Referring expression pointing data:
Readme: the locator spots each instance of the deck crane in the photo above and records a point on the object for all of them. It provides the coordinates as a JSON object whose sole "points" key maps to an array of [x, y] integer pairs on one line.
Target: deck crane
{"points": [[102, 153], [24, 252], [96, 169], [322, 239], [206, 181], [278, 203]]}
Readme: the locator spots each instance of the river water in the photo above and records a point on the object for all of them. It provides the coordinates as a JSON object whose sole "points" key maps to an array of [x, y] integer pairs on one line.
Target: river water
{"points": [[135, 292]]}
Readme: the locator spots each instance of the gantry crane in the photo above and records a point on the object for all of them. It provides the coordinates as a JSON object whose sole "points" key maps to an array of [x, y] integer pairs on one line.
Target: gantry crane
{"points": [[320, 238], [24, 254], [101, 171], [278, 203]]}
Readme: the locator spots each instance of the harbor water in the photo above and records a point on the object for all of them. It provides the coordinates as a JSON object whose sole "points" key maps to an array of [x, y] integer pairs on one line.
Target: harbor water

What to work on – Take the line that contains "Readme: the locator spots each instance of the harbor" and each line after it through the end of the records, and repeat them all exactly. Nothing else.

Solution for this exercise –
Readme: the locator spots each instance of the harbor water in the photo above and records a point on the object for all of them. It provides the coordinates as a JSON object whose sole "points" key maps to an array of [x, y] integer pairs on one line.
Target: harbor water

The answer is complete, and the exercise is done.